Rows from a dataset
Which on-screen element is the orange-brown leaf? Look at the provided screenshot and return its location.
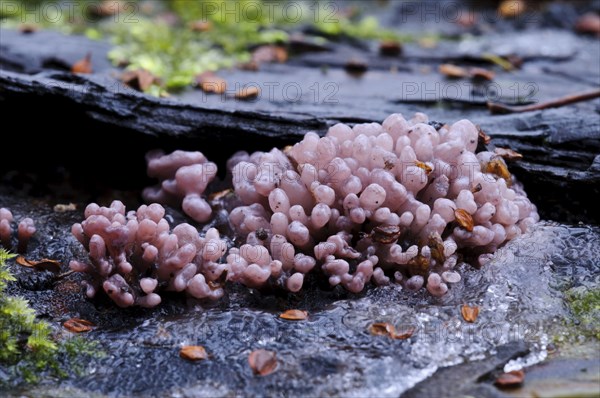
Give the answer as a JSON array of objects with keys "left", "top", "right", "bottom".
[
  {"left": 460, "top": 304, "right": 479, "bottom": 323},
  {"left": 121, "top": 69, "right": 159, "bottom": 91},
  {"left": 454, "top": 209, "right": 474, "bottom": 232},
  {"left": 438, "top": 64, "right": 469, "bottom": 79},
  {"left": 494, "top": 147, "right": 523, "bottom": 160},
  {"left": 485, "top": 157, "right": 511, "bottom": 184},
  {"left": 369, "top": 322, "right": 396, "bottom": 337},
  {"left": 469, "top": 67, "right": 496, "bottom": 80},
  {"left": 379, "top": 40, "right": 402, "bottom": 57},
  {"left": 494, "top": 370, "right": 525, "bottom": 388},
  {"left": 63, "top": 318, "right": 95, "bottom": 333},
  {"left": 196, "top": 72, "right": 227, "bottom": 94},
  {"left": 371, "top": 225, "right": 402, "bottom": 244},
  {"left": 252, "top": 45, "right": 288, "bottom": 65},
  {"left": 235, "top": 86, "right": 260, "bottom": 100},
  {"left": 279, "top": 310, "right": 308, "bottom": 321},
  {"left": 498, "top": 0, "right": 525, "bottom": 18},
  {"left": 415, "top": 160, "right": 433, "bottom": 175},
  {"left": 179, "top": 345, "right": 208, "bottom": 361},
  {"left": 476, "top": 125, "right": 492, "bottom": 145},
  {"left": 248, "top": 349, "right": 277, "bottom": 376},
  {"left": 15, "top": 256, "right": 60, "bottom": 273},
  {"left": 391, "top": 327, "right": 415, "bottom": 340},
  {"left": 188, "top": 20, "right": 213, "bottom": 32},
  {"left": 71, "top": 53, "right": 92, "bottom": 74}
]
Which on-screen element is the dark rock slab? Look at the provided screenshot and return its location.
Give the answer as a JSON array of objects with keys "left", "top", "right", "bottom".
[{"left": 401, "top": 341, "right": 529, "bottom": 398}]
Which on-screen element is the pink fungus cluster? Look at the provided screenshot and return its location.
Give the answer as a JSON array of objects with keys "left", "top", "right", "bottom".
[
  {"left": 143, "top": 151, "right": 217, "bottom": 222},
  {"left": 71, "top": 113, "right": 539, "bottom": 307},
  {"left": 228, "top": 113, "right": 538, "bottom": 296},
  {"left": 70, "top": 201, "right": 227, "bottom": 307},
  {"left": 0, "top": 208, "right": 36, "bottom": 253}
]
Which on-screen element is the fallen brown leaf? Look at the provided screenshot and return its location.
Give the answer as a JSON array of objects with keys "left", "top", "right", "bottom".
[
  {"left": 279, "top": 310, "right": 308, "bottom": 321},
  {"left": 71, "top": 53, "right": 92, "bottom": 74},
  {"left": 196, "top": 72, "right": 227, "bottom": 94},
  {"left": 379, "top": 40, "right": 402, "bottom": 57},
  {"left": 494, "top": 370, "right": 525, "bottom": 388},
  {"left": 252, "top": 45, "right": 288, "bottom": 65},
  {"left": 179, "top": 345, "right": 208, "bottom": 361},
  {"left": 498, "top": 0, "right": 526, "bottom": 18},
  {"left": 438, "top": 64, "right": 469, "bottom": 79},
  {"left": 371, "top": 225, "right": 402, "bottom": 244},
  {"left": 454, "top": 209, "right": 474, "bottom": 232},
  {"left": 391, "top": 327, "right": 415, "bottom": 340},
  {"left": 438, "top": 64, "right": 496, "bottom": 80},
  {"left": 471, "top": 183, "right": 483, "bottom": 193},
  {"left": 235, "top": 86, "right": 260, "bottom": 100},
  {"left": 344, "top": 59, "right": 369, "bottom": 77},
  {"left": 86, "top": 0, "right": 128, "bottom": 17},
  {"left": 54, "top": 203, "right": 77, "bottom": 213},
  {"left": 475, "top": 125, "right": 492, "bottom": 145},
  {"left": 484, "top": 158, "right": 511, "bottom": 185},
  {"left": 369, "top": 322, "right": 396, "bottom": 337},
  {"left": 19, "top": 23, "right": 38, "bottom": 34},
  {"left": 248, "top": 349, "right": 277, "bottom": 376},
  {"left": 121, "top": 69, "right": 159, "bottom": 91},
  {"left": 189, "top": 20, "right": 213, "bottom": 32},
  {"left": 460, "top": 304, "right": 479, "bottom": 323},
  {"left": 63, "top": 318, "right": 95, "bottom": 333},
  {"left": 494, "top": 147, "right": 523, "bottom": 160},
  {"left": 469, "top": 67, "right": 496, "bottom": 80},
  {"left": 415, "top": 160, "right": 433, "bottom": 175},
  {"left": 15, "top": 256, "right": 60, "bottom": 273},
  {"left": 575, "top": 12, "right": 600, "bottom": 36}
]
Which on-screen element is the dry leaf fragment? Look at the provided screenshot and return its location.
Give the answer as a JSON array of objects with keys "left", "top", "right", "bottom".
[
  {"left": 494, "top": 147, "right": 523, "bottom": 160},
  {"left": 369, "top": 322, "right": 396, "bottom": 337},
  {"left": 71, "top": 53, "right": 92, "bottom": 74},
  {"left": 54, "top": 203, "right": 77, "bottom": 213},
  {"left": 454, "top": 209, "right": 474, "bottom": 232},
  {"left": 344, "top": 59, "right": 369, "bottom": 77},
  {"left": 475, "top": 124, "right": 492, "bottom": 145},
  {"left": 371, "top": 225, "right": 402, "bottom": 244},
  {"left": 460, "top": 304, "right": 479, "bottom": 323},
  {"left": 469, "top": 67, "right": 496, "bottom": 80},
  {"left": 235, "top": 86, "right": 260, "bottom": 100},
  {"left": 379, "top": 40, "right": 402, "bottom": 57},
  {"left": 498, "top": 0, "right": 525, "bottom": 18},
  {"left": 438, "top": 64, "right": 469, "bottom": 79},
  {"left": 415, "top": 160, "right": 433, "bottom": 175},
  {"left": 369, "top": 322, "right": 415, "bottom": 340},
  {"left": 494, "top": 370, "right": 525, "bottom": 388},
  {"left": 248, "top": 349, "right": 277, "bottom": 376},
  {"left": 575, "top": 12, "right": 600, "bottom": 36},
  {"left": 121, "top": 69, "right": 159, "bottom": 91},
  {"left": 391, "top": 327, "right": 415, "bottom": 340},
  {"left": 438, "top": 64, "right": 496, "bottom": 80},
  {"left": 196, "top": 72, "right": 227, "bottom": 94},
  {"left": 485, "top": 158, "right": 510, "bottom": 185},
  {"left": 188, "top": 20, "right": 213, "bottom": 32},
  {"left": 252, "top": 45, "right": 288, "bottom": 65},
  {"left": 279, "top": 310, "right": 308, "bottom": 321},
  {"left": 15, "top": 256, "right": 60, "bottom": 273},
  {"left": 179, "top": 345, "right": 208, "bottom": 361},
  {"left": 19, "top": 23, "right": 38, "bottom": 35},
  {"left": 63, "top": 318, "right": 95, "bottom": 333}
]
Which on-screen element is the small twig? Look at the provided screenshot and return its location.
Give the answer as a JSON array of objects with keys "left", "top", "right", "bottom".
[{"left": 487, "top": 90, "right": 600, "bottom": 114}]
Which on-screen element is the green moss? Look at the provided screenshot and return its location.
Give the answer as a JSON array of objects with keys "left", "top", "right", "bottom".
[
  {"left": 0, "top": 249, "right": 99, "bottom": 385},
  {"left": 0, "top": 0, "right": 409, "bottom": 95},
  {"left": 565, "top": 286, "right": 600, "bottom": 339},
  {"left": 0, "top": 249, "right": 58, "bottom": 382}
]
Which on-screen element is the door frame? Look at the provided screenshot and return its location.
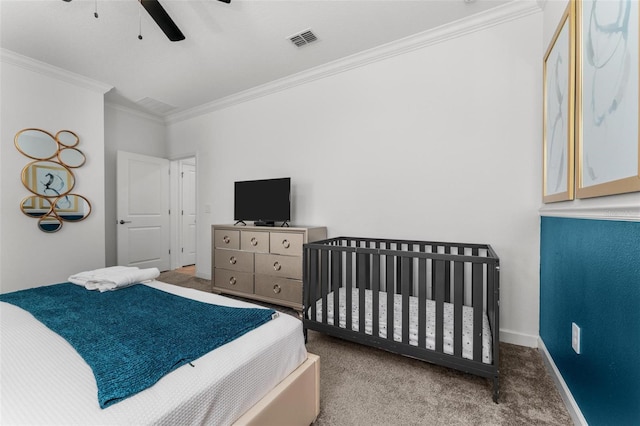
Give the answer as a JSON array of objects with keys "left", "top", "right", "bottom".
[{"left": 169, "top": 154, "right": 199, "bottom": 272}]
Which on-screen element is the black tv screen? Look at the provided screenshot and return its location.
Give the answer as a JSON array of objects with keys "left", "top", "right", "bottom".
[{"left": 233, "top": 178, "right": 291, "bottom": 224}]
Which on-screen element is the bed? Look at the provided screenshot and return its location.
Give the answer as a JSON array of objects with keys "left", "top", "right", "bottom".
[
  {"left": 303, "top": 237, "right": 500, "bottom": 403},
  {"left": 0, "top": 280, "right": 319, "bottom": 425}
]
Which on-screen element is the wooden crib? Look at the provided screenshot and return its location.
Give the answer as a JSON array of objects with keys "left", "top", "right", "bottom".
[{"left": 303, "top": 237, "right": 500, "bottom": 403}]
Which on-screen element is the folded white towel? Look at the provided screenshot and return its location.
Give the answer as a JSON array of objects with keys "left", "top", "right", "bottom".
[
  {"left": 69, "top": 266, "right": 135, "bottom": 287},
  {"left": 69, "top": 266, "right": 160, "bottom": 292}
]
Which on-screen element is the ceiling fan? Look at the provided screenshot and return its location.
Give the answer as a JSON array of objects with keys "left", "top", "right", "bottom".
[{"left": 63, "top": 0, "right": 231, "bottom": 41}]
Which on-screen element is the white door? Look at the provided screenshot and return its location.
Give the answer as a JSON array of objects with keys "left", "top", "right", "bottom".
[
  {"left": 180, "top": 162, "right": 196, "bottom": 266},
  {"left": 116, "top": 151, "right": 170, "bottom": 271}
]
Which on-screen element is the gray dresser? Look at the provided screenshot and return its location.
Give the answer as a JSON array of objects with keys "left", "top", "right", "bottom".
[{"left": 211, "top": 225, "right": 327, "bottom": 310}]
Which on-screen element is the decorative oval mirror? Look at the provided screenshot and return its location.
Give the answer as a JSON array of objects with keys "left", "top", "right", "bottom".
[
  {"left": 56, "top": 130, "right": 80, "bottom": 148},
  {"left": 20, "top": 195, "right": 51, "bottom": 217},
  {"left": 53, "top": 194, "right": 91, "bottom": 222},
  {"left": 22, "top": 161, "right": 76, "bottom": 197},
  {"left": 13, "top": 129, "right": 58, "bottom": 160},
  {"left": 38, "top": 216, "right": 62, "bottom": 232},
  {"left": 58, "top": 148, "right": 86, "bottom": 168}
]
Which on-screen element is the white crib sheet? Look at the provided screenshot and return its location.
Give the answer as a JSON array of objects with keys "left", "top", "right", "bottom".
[
  {"left": 0, "top": 281, "right": 307, "bottom": 425},
  {"left": 309, "top": 287, "right": 493, "bottom": 364}
]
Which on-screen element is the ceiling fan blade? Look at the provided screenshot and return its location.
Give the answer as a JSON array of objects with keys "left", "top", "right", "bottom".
[{"left": 140, "top": 0, "right": 184, "bottom": 41}]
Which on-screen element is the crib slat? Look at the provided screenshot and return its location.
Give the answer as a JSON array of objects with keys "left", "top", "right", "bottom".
[
  {"left": 433, "top": 260, "right": 445, "bottom": 353},
  {"left": 453, "top": 262, "right": 464, "bottom": 357},
  {"left": 385, "top": 255, "right": 395, "bottom": 341},
  {"left": 400, "top": 257, "right": 412, "bottom": 345},
  {"left": 356, "top": 252, "right": 369, "bottom": 334},
  {"left": 344, "top": 253, "right": 354, "bottom": 330},
  {"left": 418, "top": 258, "right": 427, "bottom": 348},
  {"left": 471, "top": 263, "right": 484, "bottom": 361},
  {"left": 305, "top": 249, "right": 318, "bottom": 321},
  {"left": 330, "top": 250, "right": 342, "bottom": 332},
  {"left": 371, "top": 251, "right": 380, "bottom": 337},
  {"left": 320, "top": 250, "right": 329, "bottom": 324},
  {"left": 444, "top": 245, "right": 451, "bottom": 303}
]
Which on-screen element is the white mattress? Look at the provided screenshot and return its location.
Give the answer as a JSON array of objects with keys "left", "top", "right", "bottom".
[
  {"left": 309, "top": 287, "right": 492, "bottom": 364},
  {"left": 0, "top": 281, "right": 307, "bottom": 425}
]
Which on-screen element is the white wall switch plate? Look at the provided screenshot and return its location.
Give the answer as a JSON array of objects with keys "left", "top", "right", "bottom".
[{"left": 571, "top": 322, "right": 580, "bottom": 355}]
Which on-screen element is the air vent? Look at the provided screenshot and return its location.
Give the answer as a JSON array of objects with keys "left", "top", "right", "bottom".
[
  {"left": 137, "top": 98, "right": 178, "bottom": 115},
  {"left": 287, "top": 30, "right": 318, "bottom": 47}
]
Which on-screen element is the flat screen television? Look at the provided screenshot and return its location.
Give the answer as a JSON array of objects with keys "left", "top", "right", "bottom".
[{"left": 233, "top": 178, "right": 291, "bottom": 226}]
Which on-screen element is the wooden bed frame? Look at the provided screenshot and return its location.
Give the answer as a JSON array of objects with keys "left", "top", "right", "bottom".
[
  {"left": 233, "top": 353, "right": 320, "bottom": 426},
  {"left": 303, "top": 237, "right": 500, "bottom": 403}
]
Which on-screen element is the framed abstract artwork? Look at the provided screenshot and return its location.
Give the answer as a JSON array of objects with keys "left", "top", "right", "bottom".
[
  {"left": 571, "top": 0, "right": 640, "bottom": 198},
  {"left": 542, "top": 6, "right": 575, "bottom": 203}
]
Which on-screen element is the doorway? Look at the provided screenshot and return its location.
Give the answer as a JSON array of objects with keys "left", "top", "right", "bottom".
[{"left": 170, "top": 157, "right": 197, "bottom": 273}]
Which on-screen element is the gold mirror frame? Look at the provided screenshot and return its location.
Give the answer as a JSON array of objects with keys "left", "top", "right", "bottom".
[
  {"left": 55, "top": 130, "right": 80, "bottom": 148},
  {"left": 58, "top": 147, "right": 87, "bottom": 169},
  {"left": 20, "top": 195, "right": 51, "bottom": 218},
  {"left": 22, "top": 160, "right": 76, "bottom": 198},
  {"left": 52, "top": 194, "right": 91, "bottom": 222},
  {"left": 13, "top": 128, "right": 59, "bottom": 160},
  {"left": 14, "top": 128, "right": 92, "bottom": 233}
]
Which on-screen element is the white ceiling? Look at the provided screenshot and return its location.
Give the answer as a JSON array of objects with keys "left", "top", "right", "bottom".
[{"left": 0, "top": 0, "right": 511, "bottom": 115}]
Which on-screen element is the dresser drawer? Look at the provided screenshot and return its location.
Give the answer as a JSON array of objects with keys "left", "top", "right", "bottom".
[
  {"left": 255, "top": 274, "right": 302, "bottom": 304},
  {"left": 213, "top": 229, "right": 240, "bottom": 250},
  {"left": 214, "top": 249, "right": 253, "bottom": 272},
  {"left": 213, "top": 268, "right": 253, "bottom": 293},
  {"left": 256, "top": 253, "right": 302, "bottom": 280},
  {"left": 240, "top": 231, "right": 269, "bottom": 253},
  {"left": 269, "top": 232, "right": 304, "bottom": 256}
]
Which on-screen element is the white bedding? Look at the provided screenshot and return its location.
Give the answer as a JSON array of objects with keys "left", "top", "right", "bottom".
[
  {"left": 0, "top": 281, "right": 307, "bottom": 425},
  {"left": 309, "top": 287, "right": 492, "bottom": 364}
]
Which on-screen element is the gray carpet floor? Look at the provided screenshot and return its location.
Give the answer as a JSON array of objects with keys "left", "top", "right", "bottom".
[{"left": 159, "top": 272, "right": 572, "bottom": 426}]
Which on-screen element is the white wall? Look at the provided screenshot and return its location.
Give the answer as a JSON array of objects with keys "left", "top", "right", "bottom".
[
  {"left": 168, "top": 13, "right": 543, "bottom": 345},
  {"left": 0, "top": 50, "right": 108, "bottom": 292},
  {"left": 104, "top": 103, "right": 166, "bottom": 266}
]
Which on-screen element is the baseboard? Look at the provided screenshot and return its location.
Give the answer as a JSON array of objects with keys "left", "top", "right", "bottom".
[
  {"left": 500, "top": 328, "right": 538, "bottom": 348},
  {"left": 538, "top": 338, "right": 587, "bottom": 426}
]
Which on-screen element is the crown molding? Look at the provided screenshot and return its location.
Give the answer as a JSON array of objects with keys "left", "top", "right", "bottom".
[
  {"left": 104, "top": 101, "right": 166, "bottom": 124},
  {"left": 0, "top": 48, "right": 113, "bottom": 95},
  {"left": 165, "top": 0, "right": 541, "bottom": 123}
]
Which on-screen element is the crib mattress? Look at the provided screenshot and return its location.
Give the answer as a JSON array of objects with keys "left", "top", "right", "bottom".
[{"left": 309, "top": 287, "right": 493, "bottom": 364}]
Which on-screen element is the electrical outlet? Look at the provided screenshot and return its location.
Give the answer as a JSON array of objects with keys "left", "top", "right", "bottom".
[{"left": 571, "top": 322, "right": 580, "bottom": 355}]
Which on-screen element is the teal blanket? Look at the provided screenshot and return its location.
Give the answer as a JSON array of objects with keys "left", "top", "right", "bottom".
[{"left": 0, "top": 283, "right": 275, "bottom": 408}]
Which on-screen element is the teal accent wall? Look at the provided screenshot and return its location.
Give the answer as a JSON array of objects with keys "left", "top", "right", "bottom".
[{"left": 540, "top": 217, "right": 640, "bottom": 426}]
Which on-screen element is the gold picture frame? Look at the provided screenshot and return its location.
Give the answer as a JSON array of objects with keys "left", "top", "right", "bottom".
[
  {"left": 571, "top": 0, "right": 640, "bottom": 198},
  {"left": 542, "top": 6, "right": 575, "bottom": 203}
]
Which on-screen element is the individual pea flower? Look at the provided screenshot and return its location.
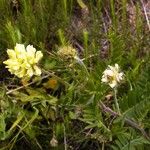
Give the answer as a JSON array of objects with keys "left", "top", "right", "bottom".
[
  {"left": 57, "top": 46, "right": 77, "bottom": 60},
  {"left": 3, "top": 44, "right": 43, "bottom": 78},
  {"left": 101, "top": 64, "right": 124, "bottom": 88},
  {"left": 50, "top": 135, "right": 58, "bottom": 147}
]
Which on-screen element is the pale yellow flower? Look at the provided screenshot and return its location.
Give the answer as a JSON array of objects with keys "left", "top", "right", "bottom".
[
  {"left": 101, "top": 64, "right": 124, "bottom": 88},
  {"left": 57, "top": 46, "right": 77, "bottom": 59},
  {"left": 3, "top": 44, "right": 43, "bottom": 78}
]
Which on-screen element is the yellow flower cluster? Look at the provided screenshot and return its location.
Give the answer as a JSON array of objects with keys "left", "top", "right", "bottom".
[
  {"left": 3, "top": 44, "right": 43, "bottom": 78},
  {"left": 57, "top": 46, "right": 77, "bottom": 59},
  {"left": 101, "top": 64, "right": 124, "bottom": 88}
]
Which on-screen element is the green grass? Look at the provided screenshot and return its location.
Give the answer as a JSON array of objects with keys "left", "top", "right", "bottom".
[{"left": 0, "top": 0, "right": 150, "bottom": 150}]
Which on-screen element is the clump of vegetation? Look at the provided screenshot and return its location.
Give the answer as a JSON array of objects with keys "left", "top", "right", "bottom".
[{"left": 0, "top": 0, "right": 150, "bottom": 150}]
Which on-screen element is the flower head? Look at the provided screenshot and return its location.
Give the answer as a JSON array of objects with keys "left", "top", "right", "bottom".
[
  {"left": 57, "top": 46, "right": 77, "bottom": 59},
  {"left": 3, "top": 44, "right": 43, "bottom": 78},
  {"left": 101, "top": 64, "right": 124, "bottom": 88}
]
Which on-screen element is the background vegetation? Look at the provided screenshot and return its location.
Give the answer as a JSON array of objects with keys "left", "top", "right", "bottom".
[{"left": 0, "top": 0, "right": 150, "bottom": 150}]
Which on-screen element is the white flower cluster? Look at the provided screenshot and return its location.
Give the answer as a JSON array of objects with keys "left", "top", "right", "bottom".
[
  {"left": 101, "top": 64, "right": 124, "bottom": 88},
  {"left": 3, "top": 44, "right": 43, "bottom": 78}
]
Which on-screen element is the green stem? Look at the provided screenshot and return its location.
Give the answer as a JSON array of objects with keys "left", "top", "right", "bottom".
[{"left": 114, "top": 88, "right": 121, "bottom": 115}]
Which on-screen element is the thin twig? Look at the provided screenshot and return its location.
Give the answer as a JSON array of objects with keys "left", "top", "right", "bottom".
[
  {"left": 63, "top": 125, "right": 67, "bottom": 150},
  {"left": 100, "top": 102, "right": 150, "bottom": 141},
  {"left": 140, "top": 0, "right": 150, "bottom": 30}
]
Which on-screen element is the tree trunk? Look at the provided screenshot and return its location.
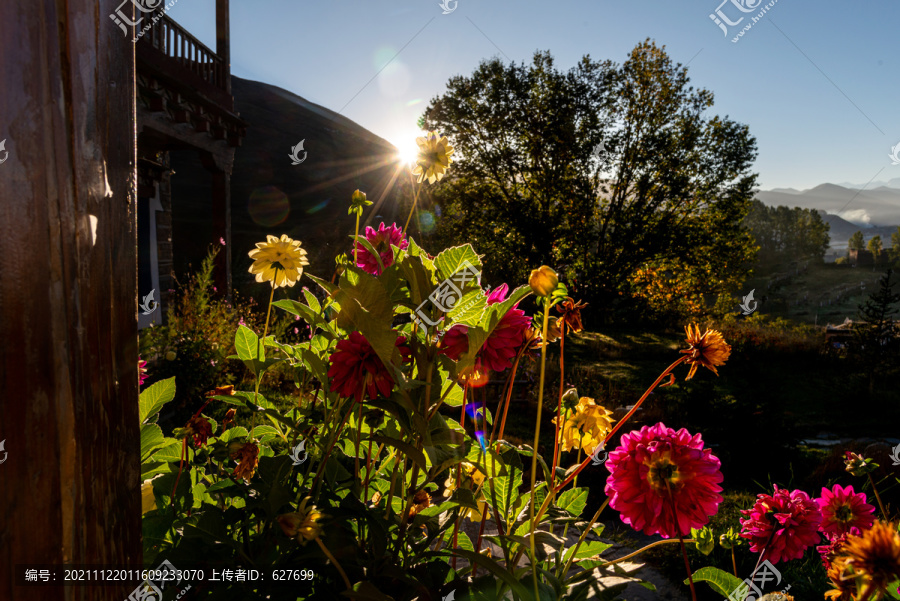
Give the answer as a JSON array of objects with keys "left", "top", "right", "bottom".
[{"left": 0, "top": 0, "right": 141, "bottom": 601}]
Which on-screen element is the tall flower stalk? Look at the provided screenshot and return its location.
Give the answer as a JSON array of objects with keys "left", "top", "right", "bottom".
[{"left": 528, "top": 265, "right": 559, "bottom": 599}]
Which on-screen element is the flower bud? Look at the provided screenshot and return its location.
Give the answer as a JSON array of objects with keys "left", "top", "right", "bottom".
[{"left": 528, "top": 265, "right": 559, "bottom": 296}]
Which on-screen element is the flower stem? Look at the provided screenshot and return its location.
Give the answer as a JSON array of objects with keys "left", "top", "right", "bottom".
[
  {"left": 353, "top": 213, "right": 359, "bottom": 265},
  {"left": 665, "top": 478, "right": 697, "bottom": 601},
  {"left": 316, "top": 536, "right": 353, "bottom": 591},
  {"left": 550, "top": 322, "right": 566, "bottom": 483},
  {"left": 403, "top": 185, "right": 422, "bottom": 232},
  {"left": 547, "top": 355, "right": 688, "bottom": 492},
  {"left": 313, "top": 401, "right": 353, "bottom": 496},
  {"left": 866, "top": 474, "right": 888, "bottom": 522},
  {"left": 529, "top": 298, "right": 553, "bottom": 599},
  {"left": 251, "top": 282, "right": 278, "bottom": 431}
]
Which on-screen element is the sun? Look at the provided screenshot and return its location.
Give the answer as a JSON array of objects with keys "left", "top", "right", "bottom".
[{"left": 389, "top": 130, "right": 422, "bottom": 167}]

> **Directions for this task**: Please count the lines in the records above that contain the word "leaf", treating uppercase and lowercase as different, and give only the number.

> **Written response**: 3